## TASK OBJECTIVE
All the lines below need to be transcribed exactly. Pictures get left out.

#####

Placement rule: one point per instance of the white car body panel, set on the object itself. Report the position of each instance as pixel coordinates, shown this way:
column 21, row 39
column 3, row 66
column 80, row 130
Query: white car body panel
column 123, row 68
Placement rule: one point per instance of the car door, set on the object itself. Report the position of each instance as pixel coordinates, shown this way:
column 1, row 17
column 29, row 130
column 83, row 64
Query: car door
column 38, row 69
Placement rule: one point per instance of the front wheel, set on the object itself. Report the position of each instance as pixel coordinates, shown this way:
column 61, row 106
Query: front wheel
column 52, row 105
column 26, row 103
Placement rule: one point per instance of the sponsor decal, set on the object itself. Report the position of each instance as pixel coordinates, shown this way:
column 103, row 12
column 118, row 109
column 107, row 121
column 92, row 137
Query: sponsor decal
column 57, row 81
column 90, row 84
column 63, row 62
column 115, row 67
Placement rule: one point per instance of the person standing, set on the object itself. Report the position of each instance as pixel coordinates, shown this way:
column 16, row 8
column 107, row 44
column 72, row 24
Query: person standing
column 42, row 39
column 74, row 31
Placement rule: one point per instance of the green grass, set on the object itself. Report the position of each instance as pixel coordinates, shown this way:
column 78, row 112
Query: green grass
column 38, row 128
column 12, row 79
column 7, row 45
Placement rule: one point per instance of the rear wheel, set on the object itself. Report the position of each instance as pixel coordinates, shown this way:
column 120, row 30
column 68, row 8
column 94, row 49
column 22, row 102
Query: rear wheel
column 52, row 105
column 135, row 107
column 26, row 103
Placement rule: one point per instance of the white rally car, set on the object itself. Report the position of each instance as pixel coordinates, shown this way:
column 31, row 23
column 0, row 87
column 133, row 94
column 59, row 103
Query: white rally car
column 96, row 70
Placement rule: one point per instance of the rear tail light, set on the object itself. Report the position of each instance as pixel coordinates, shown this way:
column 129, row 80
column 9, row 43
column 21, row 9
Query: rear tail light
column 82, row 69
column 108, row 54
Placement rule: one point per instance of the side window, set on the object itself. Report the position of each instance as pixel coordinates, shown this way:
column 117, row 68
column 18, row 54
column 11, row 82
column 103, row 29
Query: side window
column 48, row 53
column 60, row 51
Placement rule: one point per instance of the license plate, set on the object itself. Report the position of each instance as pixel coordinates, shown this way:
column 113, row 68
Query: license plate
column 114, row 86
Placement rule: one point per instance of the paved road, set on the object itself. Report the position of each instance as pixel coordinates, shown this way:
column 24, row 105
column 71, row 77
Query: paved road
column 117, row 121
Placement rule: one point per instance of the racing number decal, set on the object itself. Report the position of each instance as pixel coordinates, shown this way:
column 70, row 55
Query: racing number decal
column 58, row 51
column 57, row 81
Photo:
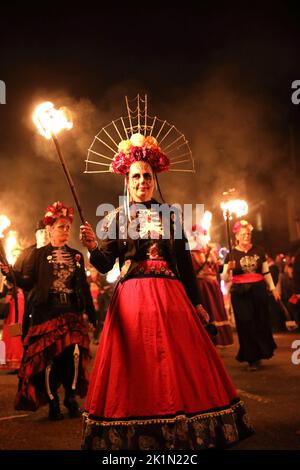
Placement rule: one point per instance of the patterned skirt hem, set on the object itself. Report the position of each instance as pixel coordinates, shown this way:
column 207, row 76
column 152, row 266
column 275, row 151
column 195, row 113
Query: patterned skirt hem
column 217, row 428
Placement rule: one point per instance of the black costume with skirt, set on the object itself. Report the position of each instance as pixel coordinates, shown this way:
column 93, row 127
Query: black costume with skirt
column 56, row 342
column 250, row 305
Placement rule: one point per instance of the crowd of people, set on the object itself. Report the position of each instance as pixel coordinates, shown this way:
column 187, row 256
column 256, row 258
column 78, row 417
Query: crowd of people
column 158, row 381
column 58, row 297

#####

## TASK RESPONSE
Placement rule: one point per instance of the white car body panel, set on the object itself. Report the position of each instance as pixel coordinates, shown this way:
column 21, row 39
column 3, row 66
column 80, row 130
Query: white car body panel
column 123, row 68
Placement rule: one point per instance of the car door, set on the object itself. Report the position of each instance as pixel coordinates, shown this way:
column 1, row 17
column 29, row 130
column 83, row 64
Query: car door
column 38, row 69
Placement rule: one point per instance of the front wheel, set on the object itself. Report the position of each instance as pixel coordinates, shown this way:
column 61, row 106
Query: front wheel
column 52, row 105
column 26, row 103
Placement rule: one point per instance of the sponsor decal, set on the object itself. Report the position of each instance as pixel coordinates, shown this way:
column 103, row 12
column 118, row 109
column 107, row 121
column 92, row 137
Query: sponsor decal
column 57, row 81
column 90, row 84
column 63, row 62
column 115, row 67
Placement rule: one point per instance of the person standing, set on the object itself. Report the position of each instance as pixel coordinates, shown this way:
column 16, row 8
column 107, row 44
column 72, row 24
Query: person standing
column 42, row 39
column 74, row 31
Placement rule: one point per instance of the green grass, set on the object itself. Report the position of each instance as pixel coordinates, shown this way:
column 78, row 112
Query: green grass
column 38, row 128
column 12, row 79
column 7, row 45
Placement rule: one point per instance of the rear wheel, set on the object itself. Report the position of each instance as pixel coordinates, shown this way:
column 120, row 30
column 68, row 8
column 94, row 49
column 22, row 102
Query: rear wheel
column 52, row 105
column 135, row 107
column 26, row 103
Placement rule: one point per instance of the white rally car, set on the object itself. Report the position of each instance as pixel coordinates, shown this way:
column 31, row 23
column 0, row 87
column 133, row 94
column 59, row 103
Query: white rally car
column 96, row 70
Placement rule: one point per instance of the rear tail light, set on the object itself. Report the position of each instance as pixel coordinates, shown this way:
column 129, row 80
column 9, row 43
column 21, row 9
Query: rear tail light
column 82, row 69
column 108, row 54
Placement rule: one point per instance of the side window, set on the object itself. Report the position of each instance as pixel coordinates, shown this way:
column 117, row 68
column 18, row 54
column 11, row 82
column 103, row 29
Query: side window
column 48, row 53
column 60, row 51
Placement rule: one point per instance of the license plate, set on the object itself. Report the position of each instance as pixel coordinates, shown this way:
column 113, row 68
Query: license plate
column 114, row 86
Placement rule: one point per instance of the paved road, set on the object itself. Report the position of each instance as pixel coordinates, shown this way:
column 24, row 105
column 71, row 77
Query: paved road
column 117, row 121
Placement rule: one point per instance of the racing number decal, set on the object itself. Report the position of each instance as pixel coordinates, shown this way:
column 70, row 55
Query: racing number decal
column 58, row 51
column 57, row 81
Photo:
Placement rule: one point per instance of the patterned skirt hem, set on the object itself. Report the position of each instance as pixel coordinates, shown this way:
column 207, row 76
column 152, row 266
column 275, row 151
column 195, row 113
Query: patterned skirt hem
column 217, row 428
Placement rule: one point per instance of the black costume with skirt, set on the object itself. Report the position of each instance as pixel coordinates, shown this way:
column 93, row 127
Query: black costume with skirt
column 56, row 342
column 250, row 305
Placement rule: one point per instance of the crowd of people, set on the object itself. Report the position of each instance as pixel coordinates, shown this way:
column 187, row 256
column 256, row 258
column 78, row 417
Query: crowd of people
column 158, row 381
column 58, row 297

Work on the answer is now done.